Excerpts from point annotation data
--*--
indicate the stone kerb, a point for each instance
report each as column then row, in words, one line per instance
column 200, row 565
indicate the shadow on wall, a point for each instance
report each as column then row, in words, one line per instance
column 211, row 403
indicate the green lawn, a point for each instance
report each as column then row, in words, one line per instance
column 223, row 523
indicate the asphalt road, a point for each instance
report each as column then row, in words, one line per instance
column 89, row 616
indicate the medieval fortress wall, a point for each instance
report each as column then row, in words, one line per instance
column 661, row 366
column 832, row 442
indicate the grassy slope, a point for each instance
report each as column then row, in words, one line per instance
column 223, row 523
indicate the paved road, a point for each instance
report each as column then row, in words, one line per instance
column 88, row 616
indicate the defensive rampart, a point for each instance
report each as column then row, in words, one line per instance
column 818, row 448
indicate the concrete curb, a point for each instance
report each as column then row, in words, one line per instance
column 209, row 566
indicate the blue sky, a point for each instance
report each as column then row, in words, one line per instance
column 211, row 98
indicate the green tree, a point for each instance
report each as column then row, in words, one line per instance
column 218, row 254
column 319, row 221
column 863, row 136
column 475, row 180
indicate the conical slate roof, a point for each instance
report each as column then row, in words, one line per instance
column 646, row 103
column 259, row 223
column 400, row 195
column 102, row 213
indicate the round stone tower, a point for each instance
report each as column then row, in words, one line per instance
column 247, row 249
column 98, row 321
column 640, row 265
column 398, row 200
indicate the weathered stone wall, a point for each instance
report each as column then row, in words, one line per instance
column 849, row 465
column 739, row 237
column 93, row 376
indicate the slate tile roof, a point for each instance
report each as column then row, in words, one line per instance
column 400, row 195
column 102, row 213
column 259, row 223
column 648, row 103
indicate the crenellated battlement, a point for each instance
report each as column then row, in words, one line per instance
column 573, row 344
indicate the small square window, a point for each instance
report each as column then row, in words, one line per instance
--*--
DO THIS
Turn all of the rows above into a Markdown table with two columns, Number and Text, where Number gives each line's position and Text holds the line itself. Leave out any blank lines.

SOLUTION BELOW
| Number | Text |
|---|---|
| 1 | indicate the stone kerb, a point for each instance |
| 2 | report each as column then row, in words, one line per instance |
| 3 | column 200, row 565 |
| 4 | indicate the shadow on wall, a point for each instance |
| 5 | report each as column then row, in words, one line per instance |
| 6 | column 211, row 403 |
| 7 | indicate the green lawn, a point for each instance |
| 8 | report each as column then row, in words, one line per instance |
| 9 | column 223, row 523 |
| 10 | indicate the asphalt road, a point for each instance |
| 11 | report each as column then row, in words, one line per instance |
| 12 | column 89, row 616 |
| 13 | indicate the medieval fortress wall, a point for each instance |
| 14 | report each as column then row, in words, one line per instance |
| 15 | column 661, row 366 |
| 16 | column 832, row 442 |
| 17 | indicate the grassy slope, a point for each instance |
| 18 | report each as column then row, in words, one line per instance |
| 19 | column 223, row 523 |
| 20 | indicate the paved road, a point for each instance |
| 21 | report each as column then row, in words, one line per instance |
| 22 | column 88, row 616 |
| 23 | indicate the defensive rampart, a point for each instance |
| 24 | report each as column then row, in words, one line per instance |
| 25 | column 818, row 448 |
| 26 | indicate the concrete curb, a point for each instance |
| 27 | report each as column then row, in words, one line per instance |
| 28 | column 209, row 566 |
| 29 | indicate the blue sky, a point for each instance |
| 30 | report each as column then row, in words, one line per instance |
| 31 | column 211, row 98 |
| 32 | indicate the green tree, a point for each instance |
| 33 | report each as column then row, in words, one line per instance |
| 34 | column 218, row 254 |
| 35 | column 319, row 221 |
| 36 | column 863, row 136 |
| 37 | column 475, row 180 |
| 38 | indicate the conical slate roof, a point for each instance |
| 39 | report each as column then row, in words, one line per instance |
| 40 | column 646, row 103 |
| 41 | column 259, row 223 |
| 42 | column 400, row 195 |
| 43 | column 102, row 213 |
| 44 | indicate the round stone tower, a point for each instance |
| 45 | report each as column then row, in words, one line per instance |
| 46 | column 247, row 249 |
| 47 | column 98, row 321 |
| 48 | column 640, row 265 |
| 49 | column 398, row 200 |
| 50 | indicate the weathered stone wall, a point for each instance |
| 51 | report each as column then row, in words, one line per instance |
| 52 | column 849, row 465 |
| 53 | column 739, row 237 |
| 54 | column 93, row 376 |
| 55 | indicate the slate tile roof, a point for each instance |
| 56 | report each as column then row, in words, one line per instance |
| 57 | column 400, row 195 |
| 58 | column 102, row 213 |
| 59 | column 259, row 223 |
| 60 | column 648, row 103 |
| 61 | indicate the crenellated battlement, a point for each instance |
| 62 | report each as column then row, in words, one line per instance |
| 63 | column 573, row 344 |
| 64 | indicate the small square window, a point for each instance |
| 65 | report each as column then row, in words, one line per instance |